Помнится, шел разговор о революции — уместна ли она была, своевременна ли, — и Вольт вдруг обронил:

— Мы не клопы, чтобы принимать узор ковра, по которому ползем, за всю вселенную.

 

Юрий Виноградов, устав читать лежа, спрыгивал вниз и бежал вон из барака. До меня дошел слух, что Юрий “стучит”, и хочешь не хочешь я решил проверить это, взял его под наблюдение. Выхожу следом. Смотрю: в рощице между деревьями читает на ходу Плутарха. Слухам я не верил, и было противно следить за человеком, но, признаться, я еще пару раз стоял на пороге барака, смотрел, уж не завернул ли он в контору к куму...

“День длинных ножей” в 1950 году в Кенгире оставил во мне зарубку: не всем слухам надо верить. В тот день убивали стукачей. Нескольких зарезали в рабочей зоне и трех-четырех — в жилой. Под горячую руку попал Валька Бычков, последние слова которого были: “Братцы! Я ни в чем не виноват!” Потом начали разбираться, кто на него показал, есть ли доказательства и т. д. Выяснилось, зря убили Вальку.

Как-то пошел я к Юрию в рощицу, он увидел меня, обрадовался:

— Послушайте, тут Плутарх говорит о нас, то есть не совсем о нас, а о спартанцах: скудость питания развивала дерзость и хитрость и увеличивала рост мальчиков. Тяжкий груз пищи гонит тело вниз и вширь. Легкость в животе устремляет дух вверх. Вы не согласны? Понятие о красоте человеческой британское: мол, худоба легче сообразуется с правильностью членов. Не потому ли мы все здесь такие легкие, такие красивые?

======

- _Ваши задания_
**A)** Переведите на английский язык следующее предложение из предоставленного текста: «Юрий Виноградов, устав читать лежа, спрыгивал вниз и бежал вон из барака».
**B)** Отредактируйте фрагмент предоставленного текста, начиная со слов «Помнится, шел разговор» и заканчивая словами «за всю вселенную.», заменив «клопы» на «муравьи».

- _Записанные данные_
======

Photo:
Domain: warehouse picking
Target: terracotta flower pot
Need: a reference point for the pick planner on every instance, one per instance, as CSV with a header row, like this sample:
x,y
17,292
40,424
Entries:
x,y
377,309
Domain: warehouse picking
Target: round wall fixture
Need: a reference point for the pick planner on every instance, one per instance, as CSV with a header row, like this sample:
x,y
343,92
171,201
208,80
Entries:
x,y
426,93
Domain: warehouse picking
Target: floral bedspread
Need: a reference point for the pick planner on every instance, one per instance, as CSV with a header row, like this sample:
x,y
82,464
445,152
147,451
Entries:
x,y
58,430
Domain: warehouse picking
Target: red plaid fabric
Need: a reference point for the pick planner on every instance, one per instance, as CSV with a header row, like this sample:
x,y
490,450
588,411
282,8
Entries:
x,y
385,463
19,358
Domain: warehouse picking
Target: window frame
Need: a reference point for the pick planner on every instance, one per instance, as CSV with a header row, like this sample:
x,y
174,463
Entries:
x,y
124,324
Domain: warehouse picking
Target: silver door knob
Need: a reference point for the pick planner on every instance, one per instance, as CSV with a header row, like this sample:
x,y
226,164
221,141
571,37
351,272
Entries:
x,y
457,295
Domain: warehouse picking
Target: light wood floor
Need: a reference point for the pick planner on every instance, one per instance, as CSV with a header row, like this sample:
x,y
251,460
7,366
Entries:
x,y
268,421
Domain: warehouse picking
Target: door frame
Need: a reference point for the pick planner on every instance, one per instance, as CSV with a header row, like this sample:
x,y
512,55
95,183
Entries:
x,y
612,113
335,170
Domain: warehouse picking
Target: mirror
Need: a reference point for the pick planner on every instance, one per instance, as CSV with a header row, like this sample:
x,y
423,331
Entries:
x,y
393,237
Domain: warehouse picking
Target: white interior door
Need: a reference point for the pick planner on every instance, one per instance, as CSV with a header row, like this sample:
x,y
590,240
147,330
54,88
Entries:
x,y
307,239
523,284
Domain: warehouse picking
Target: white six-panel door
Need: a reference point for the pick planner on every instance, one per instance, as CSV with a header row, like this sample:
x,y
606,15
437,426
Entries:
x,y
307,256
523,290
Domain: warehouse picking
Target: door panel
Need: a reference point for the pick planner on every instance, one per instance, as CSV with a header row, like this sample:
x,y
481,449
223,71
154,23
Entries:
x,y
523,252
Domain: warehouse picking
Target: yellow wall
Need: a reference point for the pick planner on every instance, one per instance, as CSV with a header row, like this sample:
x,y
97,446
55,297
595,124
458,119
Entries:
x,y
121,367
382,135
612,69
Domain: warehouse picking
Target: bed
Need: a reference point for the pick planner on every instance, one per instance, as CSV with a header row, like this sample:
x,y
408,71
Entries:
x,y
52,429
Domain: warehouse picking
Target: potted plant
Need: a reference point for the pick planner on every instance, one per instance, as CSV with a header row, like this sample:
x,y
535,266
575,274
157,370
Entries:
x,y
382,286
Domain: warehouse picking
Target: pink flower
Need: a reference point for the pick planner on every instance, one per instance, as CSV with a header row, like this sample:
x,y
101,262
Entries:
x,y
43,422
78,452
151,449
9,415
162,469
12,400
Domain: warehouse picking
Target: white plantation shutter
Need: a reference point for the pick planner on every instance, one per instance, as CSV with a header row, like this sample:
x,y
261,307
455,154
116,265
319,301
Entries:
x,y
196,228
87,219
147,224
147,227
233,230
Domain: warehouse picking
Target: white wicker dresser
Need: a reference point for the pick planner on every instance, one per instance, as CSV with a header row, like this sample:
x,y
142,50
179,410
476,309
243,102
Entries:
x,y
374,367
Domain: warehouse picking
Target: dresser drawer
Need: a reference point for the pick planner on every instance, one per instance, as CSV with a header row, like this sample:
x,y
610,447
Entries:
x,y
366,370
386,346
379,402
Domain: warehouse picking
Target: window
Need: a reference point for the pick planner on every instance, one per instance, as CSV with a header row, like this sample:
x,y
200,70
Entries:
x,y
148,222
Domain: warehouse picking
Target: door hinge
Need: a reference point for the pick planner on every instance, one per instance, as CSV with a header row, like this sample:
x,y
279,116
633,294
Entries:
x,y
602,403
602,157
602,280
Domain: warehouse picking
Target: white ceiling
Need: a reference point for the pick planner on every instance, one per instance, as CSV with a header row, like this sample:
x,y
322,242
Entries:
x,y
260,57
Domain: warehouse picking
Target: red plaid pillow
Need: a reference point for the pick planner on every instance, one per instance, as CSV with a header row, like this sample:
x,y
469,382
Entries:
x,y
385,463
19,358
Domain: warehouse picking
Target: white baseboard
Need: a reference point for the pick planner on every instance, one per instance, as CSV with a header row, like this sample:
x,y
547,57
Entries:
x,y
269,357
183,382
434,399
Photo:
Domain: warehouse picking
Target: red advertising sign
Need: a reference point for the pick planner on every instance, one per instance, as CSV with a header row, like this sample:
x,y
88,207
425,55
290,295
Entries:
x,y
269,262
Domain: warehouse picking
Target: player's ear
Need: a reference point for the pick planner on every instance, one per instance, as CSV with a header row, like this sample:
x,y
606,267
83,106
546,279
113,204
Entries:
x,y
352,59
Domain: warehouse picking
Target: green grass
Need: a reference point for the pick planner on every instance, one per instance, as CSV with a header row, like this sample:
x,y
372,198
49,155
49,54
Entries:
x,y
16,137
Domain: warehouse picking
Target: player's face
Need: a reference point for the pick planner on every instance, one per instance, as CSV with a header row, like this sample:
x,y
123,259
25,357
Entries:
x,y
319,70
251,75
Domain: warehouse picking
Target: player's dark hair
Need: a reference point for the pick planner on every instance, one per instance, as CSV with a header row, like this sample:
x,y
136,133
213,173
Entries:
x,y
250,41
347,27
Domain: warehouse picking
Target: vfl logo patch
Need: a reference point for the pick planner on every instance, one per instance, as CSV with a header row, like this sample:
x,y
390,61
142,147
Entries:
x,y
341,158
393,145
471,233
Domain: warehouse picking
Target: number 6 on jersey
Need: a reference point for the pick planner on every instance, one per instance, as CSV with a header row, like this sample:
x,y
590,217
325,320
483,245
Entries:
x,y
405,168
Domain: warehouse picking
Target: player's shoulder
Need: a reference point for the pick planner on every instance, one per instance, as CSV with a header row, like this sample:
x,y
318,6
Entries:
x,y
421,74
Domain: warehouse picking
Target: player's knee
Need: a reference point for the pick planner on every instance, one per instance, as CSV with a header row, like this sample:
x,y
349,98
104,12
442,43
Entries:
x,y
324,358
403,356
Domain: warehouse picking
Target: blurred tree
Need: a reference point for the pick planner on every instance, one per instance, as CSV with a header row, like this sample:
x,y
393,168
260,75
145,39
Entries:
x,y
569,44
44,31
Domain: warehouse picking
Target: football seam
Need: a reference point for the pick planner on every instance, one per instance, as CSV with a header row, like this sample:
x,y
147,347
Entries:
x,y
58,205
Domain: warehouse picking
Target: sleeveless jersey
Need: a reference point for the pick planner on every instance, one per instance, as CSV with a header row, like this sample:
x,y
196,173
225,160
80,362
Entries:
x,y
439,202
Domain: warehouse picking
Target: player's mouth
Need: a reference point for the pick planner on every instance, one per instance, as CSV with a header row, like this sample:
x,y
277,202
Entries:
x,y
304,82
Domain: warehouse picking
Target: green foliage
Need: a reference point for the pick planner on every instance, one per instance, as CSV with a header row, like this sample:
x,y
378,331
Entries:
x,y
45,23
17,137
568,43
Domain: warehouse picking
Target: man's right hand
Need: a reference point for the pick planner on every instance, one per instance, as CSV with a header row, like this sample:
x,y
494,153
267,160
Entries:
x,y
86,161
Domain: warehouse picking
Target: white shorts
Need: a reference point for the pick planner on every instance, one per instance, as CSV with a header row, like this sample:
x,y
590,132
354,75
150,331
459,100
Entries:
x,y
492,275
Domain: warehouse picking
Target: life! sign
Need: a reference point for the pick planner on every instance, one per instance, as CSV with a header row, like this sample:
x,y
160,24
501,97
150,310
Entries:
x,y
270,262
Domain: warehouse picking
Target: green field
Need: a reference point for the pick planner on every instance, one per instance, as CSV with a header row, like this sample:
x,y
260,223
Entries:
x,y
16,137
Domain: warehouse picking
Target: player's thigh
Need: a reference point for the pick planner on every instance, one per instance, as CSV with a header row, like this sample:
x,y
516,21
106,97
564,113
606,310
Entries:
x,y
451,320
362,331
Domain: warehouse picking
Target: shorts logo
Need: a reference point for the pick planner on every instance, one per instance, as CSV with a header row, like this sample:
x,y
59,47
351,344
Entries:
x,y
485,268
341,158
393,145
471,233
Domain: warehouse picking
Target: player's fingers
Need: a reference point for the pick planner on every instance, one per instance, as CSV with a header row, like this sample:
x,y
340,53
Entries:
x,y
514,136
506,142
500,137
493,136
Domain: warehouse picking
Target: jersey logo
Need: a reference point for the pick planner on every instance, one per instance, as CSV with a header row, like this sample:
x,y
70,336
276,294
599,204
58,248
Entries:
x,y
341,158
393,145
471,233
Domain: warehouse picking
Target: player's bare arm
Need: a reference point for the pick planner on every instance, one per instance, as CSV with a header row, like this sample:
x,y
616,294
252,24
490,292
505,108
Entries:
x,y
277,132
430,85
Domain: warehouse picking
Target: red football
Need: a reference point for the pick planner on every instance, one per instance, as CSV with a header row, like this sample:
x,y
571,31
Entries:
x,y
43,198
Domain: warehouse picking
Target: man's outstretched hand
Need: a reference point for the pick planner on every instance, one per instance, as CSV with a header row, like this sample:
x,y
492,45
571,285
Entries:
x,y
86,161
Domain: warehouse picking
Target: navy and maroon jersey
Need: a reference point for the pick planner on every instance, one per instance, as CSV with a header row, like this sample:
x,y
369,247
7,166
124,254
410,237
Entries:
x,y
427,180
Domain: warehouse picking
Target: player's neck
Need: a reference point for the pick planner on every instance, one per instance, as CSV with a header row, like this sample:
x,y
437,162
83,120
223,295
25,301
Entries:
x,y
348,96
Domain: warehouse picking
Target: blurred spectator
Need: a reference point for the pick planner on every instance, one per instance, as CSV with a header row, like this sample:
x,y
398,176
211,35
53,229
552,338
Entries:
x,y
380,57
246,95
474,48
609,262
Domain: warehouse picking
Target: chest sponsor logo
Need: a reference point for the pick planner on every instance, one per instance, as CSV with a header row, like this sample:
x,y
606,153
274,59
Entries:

======

- _Ответы по заданиям_
**A)** Yuri Vinogradov, tired of reading lying down, would jump down and run out of the barracks.

**B)**
Помнится, шел разговор о революции — уместна ли она была, своевременна ли, — и Вольт вдруг обронил:

— Мы не муравьи, чтобы принимать узор ковра, по которому ползем, за всю вселенную.